Rheinische Post Duesseldorf Meerbusch
Mit 17 schon ein Software-Talent
Gemeinsam mit Freunden entwickelt Nils Reichardt einen digitalen Schulplaner für Lehrer, Schüler und Eltern.
Nils Reichardt weiß genau, was er will. Das kann noch lange nicht jeder von sich behaupten und schon gar nicht jeder 17-Jährige. In sechs Wochen wird der Schüler des Lessing-Gymnasiums zusammen mit seinen Freunden Jonas Sander und Henry Silderhuis ein Unternehmen gründen. Mit „Codingbrain“steht der Name der Firma bereits fest, das erste Produkt namens „Sharezone“, ein digital-vernetzter Schulplaner für Lehrer, Schüler und Eltern, ist fertig. Deshalb verzichtet der App-Entwickler Reichardt auch auf die Fortsetzung seiner vielversprechenden Leistungssportkarriere. Für Schalke 04 ging er noch vor kurzem bei der Deutschen Leichtathletikmeisterschaft über die 1500-Meter-Distanz an den Start und wurde in seiner Altersklasse Sechster. „Er ist definitiv ein Lauftalent“, urteilt sein Ex-Trainer Andrè Pollmächer. „Seine Entwicklung war besser als erwartet. Aus ihm hätte etwas werden können.“Pollmächer, der 2014 noch für den Düsseldorfer Club Rheinmarathon startete und Achter bei der Marathon-Europameisterschaft wurde, bedauert Reichardts Entscheidung, mit dem Sport aufzuhören. „Ja, es ist schade, aber ich kann es verstehen. Auf die Karte Leistungssport zu setzen, ist immer ein Wagnis, besonders wenn man so eine Kernkompetenz besitzt wie Nils“, so Pollmächer. Seit Ende Februar muss Reichardt also nicht mehr um halb fünf morgens aufstehen und 15 Trainingskilometer hinter sich bringen. Jetzt kann er sich auf Schule, da steht im kommenden
Frühjahr das Abitur an, und App-Entwicklung im eigenen Unternehmen konzentrieren. Sander und Silderhuis sind bereits 18 Jahre alt, damit voll geschäftsfähig, nehmen die kleine Verzögerung ihrer Unternehmenslaufbahn aber gerne in Kauf, denn zu dritt scheint das Trio eine rosige IT-Unternehmenszukunft zu besitzen.
So jedenfalls sah es die Jury der bundesweiten Initiative „Startup Teens“. Reichardt und Co stellten die Sharezone-Idee den „Startup Teens“vor und erhielten in der Kategorie „Digital Life“die 10.000 Euro Fördersumme.

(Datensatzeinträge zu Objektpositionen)
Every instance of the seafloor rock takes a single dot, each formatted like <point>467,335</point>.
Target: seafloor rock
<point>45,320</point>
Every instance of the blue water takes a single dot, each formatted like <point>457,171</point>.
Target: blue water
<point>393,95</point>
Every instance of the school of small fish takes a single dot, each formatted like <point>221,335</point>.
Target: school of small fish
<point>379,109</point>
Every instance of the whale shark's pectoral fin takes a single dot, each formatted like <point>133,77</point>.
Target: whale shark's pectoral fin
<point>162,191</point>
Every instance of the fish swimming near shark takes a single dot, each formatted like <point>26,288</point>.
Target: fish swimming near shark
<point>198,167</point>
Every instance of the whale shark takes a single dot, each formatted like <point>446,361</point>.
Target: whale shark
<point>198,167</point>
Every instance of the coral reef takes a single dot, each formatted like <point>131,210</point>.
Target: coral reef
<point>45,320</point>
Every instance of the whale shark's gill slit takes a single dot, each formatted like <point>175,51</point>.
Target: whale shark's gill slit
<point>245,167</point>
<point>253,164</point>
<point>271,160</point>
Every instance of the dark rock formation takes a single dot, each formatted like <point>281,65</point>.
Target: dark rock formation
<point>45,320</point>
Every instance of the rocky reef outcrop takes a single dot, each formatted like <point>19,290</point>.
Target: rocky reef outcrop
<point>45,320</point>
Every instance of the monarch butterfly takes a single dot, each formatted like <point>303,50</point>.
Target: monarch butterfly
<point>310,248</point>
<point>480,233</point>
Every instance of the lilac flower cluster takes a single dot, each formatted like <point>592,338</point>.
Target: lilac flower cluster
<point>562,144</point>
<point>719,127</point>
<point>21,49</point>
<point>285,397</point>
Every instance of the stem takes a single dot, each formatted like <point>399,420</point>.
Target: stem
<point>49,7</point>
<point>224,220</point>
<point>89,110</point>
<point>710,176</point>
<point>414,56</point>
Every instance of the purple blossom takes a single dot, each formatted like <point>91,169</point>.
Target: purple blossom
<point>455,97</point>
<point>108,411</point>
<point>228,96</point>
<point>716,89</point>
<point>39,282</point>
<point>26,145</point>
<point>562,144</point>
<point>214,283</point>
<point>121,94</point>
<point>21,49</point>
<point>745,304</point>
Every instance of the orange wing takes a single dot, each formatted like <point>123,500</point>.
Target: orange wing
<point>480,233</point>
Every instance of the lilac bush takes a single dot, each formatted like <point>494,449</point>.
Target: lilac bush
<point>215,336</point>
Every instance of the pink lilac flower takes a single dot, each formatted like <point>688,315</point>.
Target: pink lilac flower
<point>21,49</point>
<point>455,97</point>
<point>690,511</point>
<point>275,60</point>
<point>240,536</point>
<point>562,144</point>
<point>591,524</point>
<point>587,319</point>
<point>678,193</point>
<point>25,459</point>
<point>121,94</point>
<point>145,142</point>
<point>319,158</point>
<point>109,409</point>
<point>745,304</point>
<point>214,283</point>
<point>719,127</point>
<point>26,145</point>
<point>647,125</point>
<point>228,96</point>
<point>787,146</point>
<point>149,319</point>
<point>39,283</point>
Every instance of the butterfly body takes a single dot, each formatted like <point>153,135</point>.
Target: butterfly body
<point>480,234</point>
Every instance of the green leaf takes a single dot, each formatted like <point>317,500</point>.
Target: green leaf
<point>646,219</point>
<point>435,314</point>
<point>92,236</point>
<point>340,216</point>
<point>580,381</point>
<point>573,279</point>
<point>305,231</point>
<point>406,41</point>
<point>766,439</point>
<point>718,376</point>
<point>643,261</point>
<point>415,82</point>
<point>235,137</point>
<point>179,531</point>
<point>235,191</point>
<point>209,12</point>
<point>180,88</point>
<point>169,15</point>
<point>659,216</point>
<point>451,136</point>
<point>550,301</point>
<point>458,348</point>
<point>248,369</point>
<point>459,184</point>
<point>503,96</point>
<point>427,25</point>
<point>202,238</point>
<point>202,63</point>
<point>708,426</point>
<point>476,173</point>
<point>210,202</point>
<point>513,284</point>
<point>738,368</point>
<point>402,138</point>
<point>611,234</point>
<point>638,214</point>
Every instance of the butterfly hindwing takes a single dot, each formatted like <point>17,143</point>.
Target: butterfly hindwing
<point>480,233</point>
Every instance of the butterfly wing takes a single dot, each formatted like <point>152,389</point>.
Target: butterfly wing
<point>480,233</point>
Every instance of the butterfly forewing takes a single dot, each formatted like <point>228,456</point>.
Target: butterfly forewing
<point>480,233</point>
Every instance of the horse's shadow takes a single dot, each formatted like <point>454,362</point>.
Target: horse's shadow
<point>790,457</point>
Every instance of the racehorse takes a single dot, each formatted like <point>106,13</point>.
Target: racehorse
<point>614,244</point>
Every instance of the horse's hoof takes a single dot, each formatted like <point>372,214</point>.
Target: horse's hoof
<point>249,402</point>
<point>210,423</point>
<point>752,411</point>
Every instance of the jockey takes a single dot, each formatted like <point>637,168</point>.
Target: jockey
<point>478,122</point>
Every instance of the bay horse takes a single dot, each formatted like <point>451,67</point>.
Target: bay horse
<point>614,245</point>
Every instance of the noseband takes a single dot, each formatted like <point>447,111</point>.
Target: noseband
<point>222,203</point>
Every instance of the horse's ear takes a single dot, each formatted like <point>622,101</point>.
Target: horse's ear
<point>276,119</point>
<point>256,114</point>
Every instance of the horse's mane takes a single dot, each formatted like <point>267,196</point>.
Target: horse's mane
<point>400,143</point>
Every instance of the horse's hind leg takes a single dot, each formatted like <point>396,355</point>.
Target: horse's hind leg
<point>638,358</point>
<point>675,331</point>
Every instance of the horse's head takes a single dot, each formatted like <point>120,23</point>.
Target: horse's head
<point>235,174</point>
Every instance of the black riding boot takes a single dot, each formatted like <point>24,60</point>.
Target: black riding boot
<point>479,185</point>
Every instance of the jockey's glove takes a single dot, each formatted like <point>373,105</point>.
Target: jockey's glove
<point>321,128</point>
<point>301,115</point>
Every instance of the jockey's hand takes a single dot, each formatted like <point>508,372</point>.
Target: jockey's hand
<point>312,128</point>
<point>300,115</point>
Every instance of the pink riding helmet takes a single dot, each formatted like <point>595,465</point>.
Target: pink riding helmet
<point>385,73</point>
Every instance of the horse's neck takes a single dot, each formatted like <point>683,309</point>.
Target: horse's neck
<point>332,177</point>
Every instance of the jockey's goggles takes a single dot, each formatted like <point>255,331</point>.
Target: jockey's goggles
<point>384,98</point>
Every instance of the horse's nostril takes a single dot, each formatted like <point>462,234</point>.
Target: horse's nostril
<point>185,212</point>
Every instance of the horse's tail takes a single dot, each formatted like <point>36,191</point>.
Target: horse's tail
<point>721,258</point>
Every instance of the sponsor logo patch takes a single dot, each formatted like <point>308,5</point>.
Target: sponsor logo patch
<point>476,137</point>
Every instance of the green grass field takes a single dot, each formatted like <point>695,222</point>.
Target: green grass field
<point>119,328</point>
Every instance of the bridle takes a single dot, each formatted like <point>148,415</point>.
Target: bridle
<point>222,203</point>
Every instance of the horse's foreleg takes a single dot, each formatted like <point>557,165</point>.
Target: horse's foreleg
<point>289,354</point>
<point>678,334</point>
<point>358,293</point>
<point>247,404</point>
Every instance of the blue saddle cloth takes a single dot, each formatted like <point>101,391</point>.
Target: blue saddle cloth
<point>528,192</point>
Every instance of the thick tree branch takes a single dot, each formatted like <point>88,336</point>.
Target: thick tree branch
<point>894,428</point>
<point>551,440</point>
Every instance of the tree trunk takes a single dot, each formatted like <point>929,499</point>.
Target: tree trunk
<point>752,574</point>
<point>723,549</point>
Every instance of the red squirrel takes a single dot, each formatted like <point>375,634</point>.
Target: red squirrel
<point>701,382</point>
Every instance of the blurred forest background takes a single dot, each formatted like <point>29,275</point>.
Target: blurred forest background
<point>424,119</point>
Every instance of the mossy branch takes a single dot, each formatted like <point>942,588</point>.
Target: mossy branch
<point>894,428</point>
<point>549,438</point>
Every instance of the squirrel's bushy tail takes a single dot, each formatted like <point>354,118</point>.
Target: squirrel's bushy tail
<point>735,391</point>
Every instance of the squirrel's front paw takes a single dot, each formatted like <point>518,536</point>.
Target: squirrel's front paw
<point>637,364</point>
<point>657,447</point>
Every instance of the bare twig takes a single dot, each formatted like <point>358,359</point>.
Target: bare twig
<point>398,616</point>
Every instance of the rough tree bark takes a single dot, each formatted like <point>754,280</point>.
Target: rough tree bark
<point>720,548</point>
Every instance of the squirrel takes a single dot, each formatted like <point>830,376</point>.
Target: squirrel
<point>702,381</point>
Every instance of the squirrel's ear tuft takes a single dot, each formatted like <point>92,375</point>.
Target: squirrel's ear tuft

[Aufgaben]:
1. Stimmen die Aussagen (a) bis (c) mit dem Artikel über Nils Reichardt überein? Beantworte jede mit Ja oder Nein und zitiere die entscheidenden Worte des Artikels wörtlich.
(a) Reichardt belegte bei der Deutschen Leichtathletikmeisterschaft in seiner Altersklasse den sechsten Platz.
(b) Sander und Silderhuis sind jünger als Reichardt.
(c) Pollmächer wurde Achter bei der Marathon-Europameisterschaft.
2. Wie geht der Artikel über Nils Reichardt weiter? Setze ihn nach seinem letzten Satz fort.
Für das Folgende sind die Daten ohne Belang.

[Lösungen]:
1.
(a) Ja: „wurde in seiner Altersklasse Sechster“
(b) Nein: „Sander und Silderhuis sind bereits 18 Jahre alt“
(c) Ja: „Achter bei der Marathon-Europameisterschaft wurde“

2.
„Wir haben Ideen im Kopf, hatten aber bis vor gut einem Jahr nicht den Mut, sie umzusetzen“, erläutert Reichardt. Ein Vortrag über Chancen und Risiken von Existenzgründungen gab Reichardt den letzten Kick. „Es wurden zwar auch viele Fragen aufgeworfen wie Datenschutz oder Steuern und Abgaben, aber die Essenz war, einfach anzufangen“, so der Gymnasiast. „Also haben wir unsere Hemmungen abgebaut und gemacht.“Dabei half der „Digital Innovation Hub Düsseldorf/Rheinland“(digihub). Der digihub fördert für jeweils fünf Monate Gründer- und Firmenteams u.a. bei der Entwicklung eines Prototypen, bietet Räume für die Zusammenarbeit und Coaching- und Mentoring-Programme. So verbrachte Reichardt nach der täglichen Zeit am „Lessing“mehr Zeit im „Startplatz“des digihubs im Hafen. „Ich habe mir schon vorgestellt, dass die Entwicklung der App Sharzone und alles, was damit zusammenhängt, viel Arbeit ist, aber dass es so viel Arbeit ist, hatte ich nicht gedacht“, so Reichardt. „Aber es macht auch unheimlich viel Spaß, ich konnte meine große Neugier befriedigen und jede Menge ausprobieren. Und ich habe unheimlich viele Kontakte geknüpft.“So gehörte etwa Flixbus-Gründer Daniel Kraus zu seinen digihub-Mentoren.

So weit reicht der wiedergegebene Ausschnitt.